引用文:
┄┄┄┄┄┄┄┄┄┄
テレビのCMなどで、更年期障害に対処するための薬品を多く見る機会がありますが、これは、多くの人がこの更年期障害で苦しんでいるために、製薬会社は多くの商品を市場に投入しているためです。
これまでは、女性の更年期障害が主に注目されていましたが、近年、男性の更年期障害も注目されており、日本では最大200万人の患者がいると予想されています。
女性の更年期障害は、発症が閉経期に集中し、発症期間が数年から10年くらいであるのに対し、男性の更年期障害は長期間にわたるケースが多い事が特徴です。
40歳以降、50歳から70歳でも発症の可能性があり、加えて長期間症状に苦しむケースも多々見られます。
さらに、精神状態を大きく左右する症状が出ることが多いため、仕事のストレスのため、加齢による疲れやすさと決めつけてしまいがちで、潜在的な患者数は、日本国内ではかなりの数に上ると考えられています。
┄┄┄┄┄┄┄┄┄┄
データセットに含まれるエントリ
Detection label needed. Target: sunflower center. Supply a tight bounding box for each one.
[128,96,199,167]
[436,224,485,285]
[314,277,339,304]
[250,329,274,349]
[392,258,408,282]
┄┄┄┄┄┄┄┄┄┄
設問:
(a) 次の記述(i)〜(iii)が引用文の内容と合っているか、それぞれ「はい」か「いいえ」で答え、判断の根拠となる引用文の語句をそのまま引用してください。(i) 日本では男性の更年期障害の患者が最大200万人いると予想されている。(ii) 女性の更年期障害の発症期間は数十年に及ぶことが多い。(iii) 男性の更年期障害は40歳より前にしか発症しない。
(b) 引用文に「〜歳」の形で出てくる年齢をすべて挙げてください。
(c) 引用文によると、女性の更年期障害の発症はどの時期に集中しますか。
エントリは引用文とは独立した別の資料です。

設問別解答:
(a)
(i) はい：「日本では最大200万人の患者がいると予想されています」
(ii) いいえ：「発症期間が数年から10年くらいである」
(iii) いいえ：「40歳以降、50歳から70歳でも発症の可能性があり」

(b) 40歳、50歳、70歳

(c) 閉経期